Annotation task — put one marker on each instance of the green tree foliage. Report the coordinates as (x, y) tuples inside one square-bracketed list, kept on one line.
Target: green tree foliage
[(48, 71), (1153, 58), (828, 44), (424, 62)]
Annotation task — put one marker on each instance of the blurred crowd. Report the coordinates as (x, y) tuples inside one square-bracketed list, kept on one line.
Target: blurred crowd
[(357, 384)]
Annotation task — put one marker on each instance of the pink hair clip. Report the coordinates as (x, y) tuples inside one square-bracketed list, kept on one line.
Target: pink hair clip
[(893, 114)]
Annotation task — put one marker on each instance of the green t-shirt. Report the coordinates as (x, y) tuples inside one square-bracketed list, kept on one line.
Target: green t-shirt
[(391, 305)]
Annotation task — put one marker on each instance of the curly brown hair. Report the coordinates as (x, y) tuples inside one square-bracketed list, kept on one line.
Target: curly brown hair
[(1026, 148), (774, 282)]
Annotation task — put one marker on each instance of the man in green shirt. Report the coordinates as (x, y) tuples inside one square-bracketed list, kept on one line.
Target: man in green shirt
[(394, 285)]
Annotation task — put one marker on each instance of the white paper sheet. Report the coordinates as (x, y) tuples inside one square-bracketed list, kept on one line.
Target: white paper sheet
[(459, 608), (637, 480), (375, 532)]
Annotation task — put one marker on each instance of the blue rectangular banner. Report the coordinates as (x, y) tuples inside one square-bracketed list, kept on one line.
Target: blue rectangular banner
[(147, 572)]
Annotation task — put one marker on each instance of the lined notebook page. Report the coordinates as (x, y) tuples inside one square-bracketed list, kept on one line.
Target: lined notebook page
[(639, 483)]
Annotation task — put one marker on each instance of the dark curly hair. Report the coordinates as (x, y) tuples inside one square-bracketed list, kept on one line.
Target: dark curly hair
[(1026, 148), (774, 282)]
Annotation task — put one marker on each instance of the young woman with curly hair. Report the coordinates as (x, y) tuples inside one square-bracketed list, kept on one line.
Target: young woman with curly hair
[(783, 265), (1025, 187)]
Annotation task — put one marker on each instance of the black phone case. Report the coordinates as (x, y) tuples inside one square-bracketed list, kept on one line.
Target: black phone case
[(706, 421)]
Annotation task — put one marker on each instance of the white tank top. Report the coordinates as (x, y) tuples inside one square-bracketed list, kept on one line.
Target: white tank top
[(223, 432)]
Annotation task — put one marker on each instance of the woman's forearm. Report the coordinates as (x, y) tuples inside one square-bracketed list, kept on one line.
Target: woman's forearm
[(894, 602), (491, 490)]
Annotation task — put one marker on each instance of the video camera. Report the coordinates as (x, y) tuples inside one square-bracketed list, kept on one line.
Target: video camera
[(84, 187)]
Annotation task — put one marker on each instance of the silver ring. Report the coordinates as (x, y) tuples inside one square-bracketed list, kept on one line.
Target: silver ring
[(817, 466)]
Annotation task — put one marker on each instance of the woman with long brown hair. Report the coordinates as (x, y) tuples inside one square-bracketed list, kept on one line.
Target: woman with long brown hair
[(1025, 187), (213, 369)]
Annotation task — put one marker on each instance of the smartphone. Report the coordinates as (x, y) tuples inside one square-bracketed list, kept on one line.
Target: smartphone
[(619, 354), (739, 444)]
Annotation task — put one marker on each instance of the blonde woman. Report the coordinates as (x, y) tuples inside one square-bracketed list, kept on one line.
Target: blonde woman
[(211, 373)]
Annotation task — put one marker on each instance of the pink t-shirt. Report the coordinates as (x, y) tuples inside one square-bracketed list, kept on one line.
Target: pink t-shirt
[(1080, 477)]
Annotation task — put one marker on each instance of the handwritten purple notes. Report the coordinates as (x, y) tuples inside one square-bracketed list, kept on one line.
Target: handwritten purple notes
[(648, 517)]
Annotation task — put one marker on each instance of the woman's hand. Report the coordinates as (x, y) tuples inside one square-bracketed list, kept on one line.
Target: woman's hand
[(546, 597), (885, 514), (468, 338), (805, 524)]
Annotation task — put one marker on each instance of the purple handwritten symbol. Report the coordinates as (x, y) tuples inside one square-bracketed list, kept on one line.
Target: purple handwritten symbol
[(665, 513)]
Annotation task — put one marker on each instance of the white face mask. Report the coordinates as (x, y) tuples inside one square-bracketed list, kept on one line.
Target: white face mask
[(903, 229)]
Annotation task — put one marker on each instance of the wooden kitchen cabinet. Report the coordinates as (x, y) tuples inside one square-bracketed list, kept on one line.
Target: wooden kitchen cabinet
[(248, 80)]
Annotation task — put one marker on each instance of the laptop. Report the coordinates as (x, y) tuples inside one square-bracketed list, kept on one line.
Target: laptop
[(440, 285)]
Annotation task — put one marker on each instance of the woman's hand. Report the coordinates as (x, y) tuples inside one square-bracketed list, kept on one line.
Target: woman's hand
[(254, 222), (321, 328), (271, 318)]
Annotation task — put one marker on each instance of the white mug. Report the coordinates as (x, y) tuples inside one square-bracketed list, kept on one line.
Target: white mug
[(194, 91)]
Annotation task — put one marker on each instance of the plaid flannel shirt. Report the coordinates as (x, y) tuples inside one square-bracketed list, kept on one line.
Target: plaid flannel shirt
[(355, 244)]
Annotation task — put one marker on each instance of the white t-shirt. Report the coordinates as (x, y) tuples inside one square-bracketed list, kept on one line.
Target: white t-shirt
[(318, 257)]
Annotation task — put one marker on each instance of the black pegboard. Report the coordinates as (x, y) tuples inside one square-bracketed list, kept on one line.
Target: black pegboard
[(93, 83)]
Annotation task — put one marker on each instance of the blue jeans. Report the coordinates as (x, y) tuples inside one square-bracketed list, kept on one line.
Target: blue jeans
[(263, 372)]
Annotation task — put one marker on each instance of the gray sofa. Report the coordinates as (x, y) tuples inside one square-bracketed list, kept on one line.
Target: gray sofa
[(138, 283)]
+===+
● To do
Copy out every line from the one containing "of the video" down to the one containing "[(211, 373)]", both included, keeping the requests unchanged. In the answer lists only, shift each coordinate by adding 107 to it.

● Written solution
Annotation task — put one marker on each instance of the video camera. Report the coordinates as (x, y) tuples inside one square-bracketed list, kept on one line.
Target: video camera
[(191, 294)]
Annotation task — put one marker on each instance of the silver ring. Report the coordinates as (x, y) tuples inside one square-bracketed list, kept on one line.
Target: silver ring
[(924, 573)]
Annotation task — put one marker on each instance of the woman with long brown hair. Report the coordinates as (x, y) tuples inside one square-bracketed list, kept on one line.
Target: woman with long brown hair
[(1132, 294), (320, 476)]
Annotation task — put one marker on each instance of the smartphone. Report the coordinates as (x, y) tuples inside one square-bracketed list, kept on one line.
Target: smartphone
[(726, 461), (846, 551)]
Annotation task — put one marker on each instance of the blonde woman. Report the coordinates as (x, y) tuples inside one square-bracketed list, kept on one line.
Target: blonde woman
[(318, 480)]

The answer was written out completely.